= Passage provided =

For many social impact professionals, mentorship is how they got to where they are today.
“We believe mentorship is something everyone should indulge in,” said Kahiga Tiagha, founder and lead partner of The ITEM (The Inclusive Technology & Entrepreneurship Movement). “Having a mentor allows you to look around the corner without necessarily having to actually look around the corner — you’re learning from other people’s experience, and you’re learning from other people’s failure. It shortens the time between you and your goal.”
The ITEM was created last February to ensure that as Philly’s tech scene grows, “it’s as inclusive as possible,” said Tiagha, an attorney. Its goal is to encourage upward mobility of low-income Philadelphians with tech training and by fostering relationships with tech employers. Over 850 people are currently signed up with the group on Meetup.
Not every mentorship is equal, Tiagha emphasized. People tend to reach out to potential mentors “almost reflexively” based on the professional’s reputation or resume, but that particular professional may not have the exact expertise they’re looking for. It’s not a one-size-fits-all experience.

= To-do list =
1) Echo the mentorship article word for word between "For many social" and "group on Meetup.", inclusive.
2) Carry the mentorship article forward from its final sentence.

= Data =
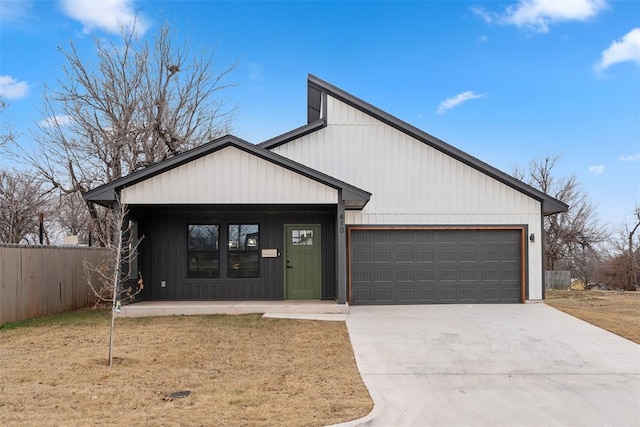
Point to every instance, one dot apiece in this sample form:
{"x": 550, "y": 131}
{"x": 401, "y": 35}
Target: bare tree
{"x": 633, "y": 276}
{"x": 72, "y": 217}
{"x": 110, "y": 280}
{"x": 141, "y": 102}
{"x": 22, "y": 199}
{"x": 571, "y": 234}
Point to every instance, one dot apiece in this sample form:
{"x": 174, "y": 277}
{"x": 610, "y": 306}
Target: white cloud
{"x": 597, "y": 169}
{"x": 456, "y": 100}
{"x": 623, "y": 50}
{"x": 107, "y": 15}
{"x": 537, "y": 15}
{"x": 61, "y": 120}
{"x": 10, "y": 88}
{"x": 14, "y": 10}
{"x": 631, "y": 158}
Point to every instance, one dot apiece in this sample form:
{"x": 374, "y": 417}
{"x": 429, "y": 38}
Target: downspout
{"x": 543, "y": 239}
{"x": 341, "y": 252}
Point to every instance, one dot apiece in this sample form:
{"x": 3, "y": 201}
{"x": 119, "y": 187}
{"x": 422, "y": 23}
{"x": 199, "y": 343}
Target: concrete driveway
{"x": 493, "y": 365}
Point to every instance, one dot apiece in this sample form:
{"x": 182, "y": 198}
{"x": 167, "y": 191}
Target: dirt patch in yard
{"x": 240, "y": 370}
{"x": 615, "y": 311}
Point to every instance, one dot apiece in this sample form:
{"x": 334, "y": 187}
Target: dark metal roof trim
{"x": 105, "y": 194}
{"x": 550, "y": 205}
{"x": 293, "y": 134}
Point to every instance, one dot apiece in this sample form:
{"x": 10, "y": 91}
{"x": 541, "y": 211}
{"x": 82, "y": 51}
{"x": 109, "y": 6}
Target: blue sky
{"x": 506, "y": 81}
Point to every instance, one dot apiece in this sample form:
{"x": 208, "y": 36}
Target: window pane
{"x": 203, "y": 256}
{"x": 302, "y": 237}
{"x": 244, "y": 237}
{"x": 244, "y": 256}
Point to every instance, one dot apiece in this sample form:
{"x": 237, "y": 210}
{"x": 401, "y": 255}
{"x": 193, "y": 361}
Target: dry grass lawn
{"x": 615, "y": 311}
{"x": 241, "y": 370}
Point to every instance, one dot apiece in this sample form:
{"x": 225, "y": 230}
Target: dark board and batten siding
{"x": 164, "y": 251}
{"x": 436, "y": 266}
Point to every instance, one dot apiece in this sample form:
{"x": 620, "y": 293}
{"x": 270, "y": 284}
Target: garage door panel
{"x": 435, "y": 266}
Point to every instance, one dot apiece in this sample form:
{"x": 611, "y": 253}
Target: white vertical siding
{"x": 228, "y": 176}
{"x": 411, "y": 182}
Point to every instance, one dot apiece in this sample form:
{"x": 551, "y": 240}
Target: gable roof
{"x": 354, "y": 198}
{"x": 316, "y": 116}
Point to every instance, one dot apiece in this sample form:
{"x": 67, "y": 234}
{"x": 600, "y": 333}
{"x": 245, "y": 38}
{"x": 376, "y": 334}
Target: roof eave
{"x": 554, "y": 206}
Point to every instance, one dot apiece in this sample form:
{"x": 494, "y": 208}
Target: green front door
{"x": 303, "y": 262}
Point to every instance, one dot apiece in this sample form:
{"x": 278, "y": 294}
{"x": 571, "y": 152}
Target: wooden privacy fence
{"x": 41, "y": 280}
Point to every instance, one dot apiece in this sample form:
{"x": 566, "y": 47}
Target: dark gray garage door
{"x": 435, "y": 266}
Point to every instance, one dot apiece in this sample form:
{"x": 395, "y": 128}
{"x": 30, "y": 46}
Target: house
{"x": 355, "y": 206}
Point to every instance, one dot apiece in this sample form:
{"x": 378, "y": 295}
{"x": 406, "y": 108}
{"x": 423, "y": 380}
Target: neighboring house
{"x": 355, "y": 206}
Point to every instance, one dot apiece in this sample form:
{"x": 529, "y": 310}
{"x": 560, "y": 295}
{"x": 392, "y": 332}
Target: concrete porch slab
{"x": 272, "y": 308}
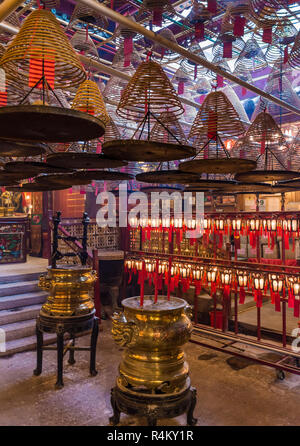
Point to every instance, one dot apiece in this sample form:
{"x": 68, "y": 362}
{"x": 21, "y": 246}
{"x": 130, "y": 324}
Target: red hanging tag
{"x": 157, "y": 17}
{"x": 128, "y": 49}
{"x": 3, "y": 98}
{"x": 296, "y": 308}
{"x": 227, "y": 50}
{"x": 242, "y": 295}
{"x": 286, "y": 54}
{"x": 36, "y": 67}
{"x": 277, "y": 302}
{"x": 220, "y": 81}
{"x": 238, "y": 26}
{"x": 180, "y": 89}
{"x": 199, "y": 30}
{"x": 212, "y": 6}
{"x": 286, "y": 241}
{"x": 267, "y": 35}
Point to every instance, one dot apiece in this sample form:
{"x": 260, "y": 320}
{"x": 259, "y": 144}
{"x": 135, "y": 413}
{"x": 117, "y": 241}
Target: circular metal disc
{"x": 14, "y": 148}
{"x": 218, "y": 165}
{"x": 266, "y": 175}
{"x": 210, "y": 184}
{"x": 27, "y": 169}
{"x": 149, "y": 189}
{"x": 61, "y": 179}
{"x": 34, "y": 187}
{"x": 100, "y": 175}
{"x": 83, "y": 160}
{"x": 139, "y": 150}
{"x": 167, "y": 177}
{"x": 51, "y": 124}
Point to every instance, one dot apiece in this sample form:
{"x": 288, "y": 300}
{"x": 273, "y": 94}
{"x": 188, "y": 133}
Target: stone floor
{"x": 229, "y": 392}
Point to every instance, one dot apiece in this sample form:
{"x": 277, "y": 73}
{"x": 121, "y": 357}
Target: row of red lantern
{"x": 171, "y": 273}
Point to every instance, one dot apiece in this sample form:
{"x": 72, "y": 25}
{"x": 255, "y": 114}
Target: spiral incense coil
{"x": 88, "y": 99}
{"x": 216, "y": 115}
{"x": 251, "y": 57}
{"x": 111, "y": 131}
{"x": 149, "y": 90}
{"x": 168, "y": 130}
{"x": 88, "y": 15}
{"x": 41, "y": 46}
{"x": 294, "y": 58}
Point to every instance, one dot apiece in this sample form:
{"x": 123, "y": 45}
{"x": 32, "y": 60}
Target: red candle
{"x": 142, "y": 285}
{"x": 156, "y": 282}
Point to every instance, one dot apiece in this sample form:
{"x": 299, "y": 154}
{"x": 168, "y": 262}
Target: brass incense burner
{"x": 71, "y": 291}
{"x": 153, "y": 376}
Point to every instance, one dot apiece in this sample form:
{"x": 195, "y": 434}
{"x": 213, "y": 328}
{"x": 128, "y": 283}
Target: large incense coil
{"x": 219, "y": 166}
{"x": 149, "y": 83}
{"x": 266, "y": 175}
{"x": 294, "y": 58}
{"x": 264, "y": 129}
{"x": 60, "y": 179}
{"x": 83, "y": 160}
{"x": 111, "y": 131}
{"x": 251, "y": 58}
{"x": 88, "y": 99}
{"x": 48, "y": 124}
{"x": 168, "y": 129}
{"x": 17, "y": 149}
{"x": 32, "y": 168}
{"x": 102, "y": 175}
{"x": 87, "y": 15}
{"x": 42, "y": 38}
{"x": 34, "y": 187}
{"x": 216, "y": 115}
{"x": 167, "y": 177}
{"x": 140, "y": 150}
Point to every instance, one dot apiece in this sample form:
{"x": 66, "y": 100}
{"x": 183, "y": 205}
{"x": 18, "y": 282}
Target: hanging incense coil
{"x": 48, "y": 124}
{"x": 149, "y": 89}
{"x": 88, "y": 99}
{"x": 82, "y": 42}
{"x": 141, "y": 150}
{"x": 220, "y": 166}
{"x": 88, "y": 15}
{"x": 251, "y": 57}
{"x": 294, "y": 58}
{"x": 34, "y": 187}
{"x": 41, "y": 38}
{"x": 168, "y": 129}
{"x": 216, "y": 115}
{"x": 17, "y": 149}
{"x": 83, "y": 161}
{"x": 266, "y": 175}
{"x": 167, "y": 177}
{"x": 32, "y": 168}
{"x": 111, "y": 131}
{"x": 103, "y": 175}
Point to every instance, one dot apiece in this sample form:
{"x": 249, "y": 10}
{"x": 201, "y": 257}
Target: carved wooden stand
{"x": 152, "y": 406}
{"x": 60, "y": 326}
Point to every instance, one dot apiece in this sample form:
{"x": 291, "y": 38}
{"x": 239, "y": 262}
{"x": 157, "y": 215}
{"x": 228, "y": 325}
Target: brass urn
{"x": 71, "y": 291}
{"x": 153, "y": 360}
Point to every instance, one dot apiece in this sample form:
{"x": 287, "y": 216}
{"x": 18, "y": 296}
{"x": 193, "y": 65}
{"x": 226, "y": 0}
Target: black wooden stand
{"x": 60, "y": 326}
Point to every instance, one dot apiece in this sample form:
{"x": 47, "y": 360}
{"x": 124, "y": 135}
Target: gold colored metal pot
{"x": 153, "y": 336}
{"x": 71, "y": 291}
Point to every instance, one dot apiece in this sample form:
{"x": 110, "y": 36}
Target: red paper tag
{"x": 267, "y": 35}
{"x": 227, "y": 50}
{"x": 239, "y": 25}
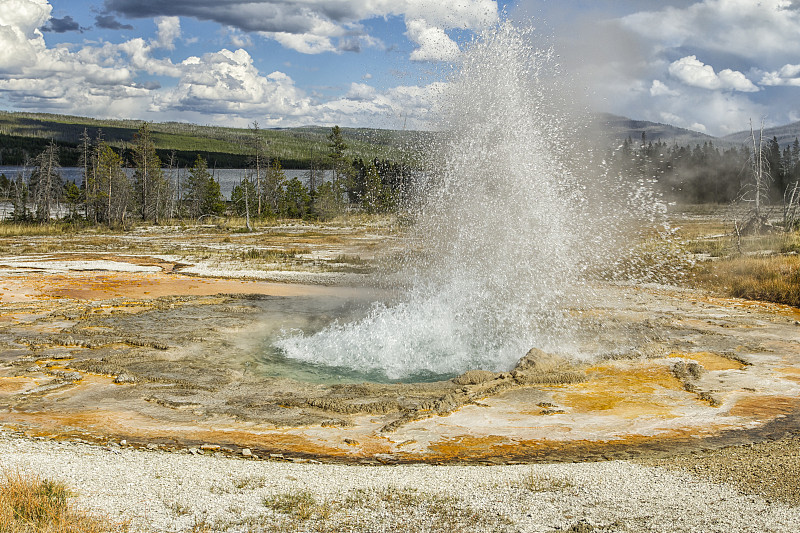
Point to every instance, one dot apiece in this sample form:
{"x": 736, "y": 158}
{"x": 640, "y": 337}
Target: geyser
{"x": 503, "y": 228}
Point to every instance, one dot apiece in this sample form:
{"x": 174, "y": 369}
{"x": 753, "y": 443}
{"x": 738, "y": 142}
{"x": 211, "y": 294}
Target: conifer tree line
{"x": 708, "y": 174}
{"x": 156, "y": 191}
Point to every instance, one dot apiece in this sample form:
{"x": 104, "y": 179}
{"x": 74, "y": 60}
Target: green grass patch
{"x": 29, "y": 504}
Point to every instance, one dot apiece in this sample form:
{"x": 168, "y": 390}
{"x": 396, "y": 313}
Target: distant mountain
{"x": 619, "y": 128}
{"x": 785, "y": 134}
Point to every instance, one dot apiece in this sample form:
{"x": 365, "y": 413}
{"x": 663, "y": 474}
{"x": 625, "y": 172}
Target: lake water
{"x": 228, "y": 177}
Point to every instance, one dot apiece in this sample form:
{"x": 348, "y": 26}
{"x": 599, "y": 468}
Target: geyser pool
{"x": 503, "y": 228}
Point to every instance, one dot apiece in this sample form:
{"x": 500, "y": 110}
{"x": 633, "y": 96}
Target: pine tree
{"x": 151, "y": 188}
{"x": 203, "y": 195}
{"x": 45, "y": 183}
{"x": 296, "y": 201}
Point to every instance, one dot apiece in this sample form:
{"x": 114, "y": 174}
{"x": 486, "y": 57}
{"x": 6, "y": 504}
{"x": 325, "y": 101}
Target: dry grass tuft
{"x": 773, "y": 278}
{"x": 29, "y": 504}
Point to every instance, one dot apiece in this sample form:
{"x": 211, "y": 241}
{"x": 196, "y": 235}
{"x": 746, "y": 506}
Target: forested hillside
{"x": 24, "y": 135}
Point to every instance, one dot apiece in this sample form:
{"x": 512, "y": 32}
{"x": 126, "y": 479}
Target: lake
{"x": 228, "y": 178}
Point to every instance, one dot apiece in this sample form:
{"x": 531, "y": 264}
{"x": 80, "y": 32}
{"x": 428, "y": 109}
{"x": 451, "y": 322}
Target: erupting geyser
{"x": 504, "y": 231}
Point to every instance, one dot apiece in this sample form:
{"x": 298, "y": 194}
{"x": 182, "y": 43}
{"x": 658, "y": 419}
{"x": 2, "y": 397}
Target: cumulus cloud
{"x": 169, "y": 29}
{"x": 767, "y": 28}
{"x": 304, "y": 43}
{"x": 433, "y": 42}
{"x": 694, "y": 72}
{"x": 108, "y": 79}
{"x": 62, "y": 25}
{"x": 20, "y": 38}
{"x": 313, "y": 26}
{"x": 109, "y": 22}
{"x": 788, "y": 75}
{"x": 660, "y": 89}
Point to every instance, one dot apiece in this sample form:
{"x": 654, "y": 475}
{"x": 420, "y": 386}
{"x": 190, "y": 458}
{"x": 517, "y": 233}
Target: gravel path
{"x": 159, "y": 491}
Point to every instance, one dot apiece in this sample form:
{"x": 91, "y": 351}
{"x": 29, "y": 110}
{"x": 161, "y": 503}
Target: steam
{"x": 507, "y": 244}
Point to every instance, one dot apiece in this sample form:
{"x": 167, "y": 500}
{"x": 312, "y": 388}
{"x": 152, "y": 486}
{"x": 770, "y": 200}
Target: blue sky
{"x": 709, "y": 65}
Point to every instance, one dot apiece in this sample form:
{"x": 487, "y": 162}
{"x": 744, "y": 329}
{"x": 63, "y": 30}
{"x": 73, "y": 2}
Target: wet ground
{"x": 155, "y": 349}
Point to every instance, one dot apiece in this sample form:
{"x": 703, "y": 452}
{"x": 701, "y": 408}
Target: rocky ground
{"x": 156, "y": 491}
{"x": 129, "y": 370}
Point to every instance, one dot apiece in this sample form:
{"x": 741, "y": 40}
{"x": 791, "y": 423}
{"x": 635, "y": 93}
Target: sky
{"x": 711, "y": 66}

= Answers by task =
1)
For many social impact professionals, mentorship is how they got to where they are today.
“We believe mentorship is something everyone should indulge in,” said Kahiga Tiagha, founder and lead partner of The ITEM (The Inclusive Technology & Entrepreneurship Movement). “Having a mentor allows you to look around the corner without necessarily having to actually look around the corner — you’re learning from other people’s experience, and you’re learning from other people’s failure. It shortens the time between you and your goal.”
The ITEM was created last February to ensure that as Philly’s tech scene grows, “it’s as inclusive as possible,” said Tiagha, an attorney. Its goal is to encourage upward mobility of low-income Philadelphians with tech training and by fostering relationships with tech employers. Over 850 people are currently signed up with the group on Meetup.

2)
That’s where Askmentor comes in. Tiagha is bringing the Hyderabad, India-based online platform, which connects budding entrepreneurs with seasoned professionals, to Philadelphia.
"Having a mentor ... shortens the time between you and your goal."
The platform is the difference between “wantrepreneurs” and people who are deliberately looking for mentors and have something specific they want to learn from a mentor, Tiagha said. Potential mentors and mentees will be verified for participation after they register on the website and must indicate that they have a specific reason for participating.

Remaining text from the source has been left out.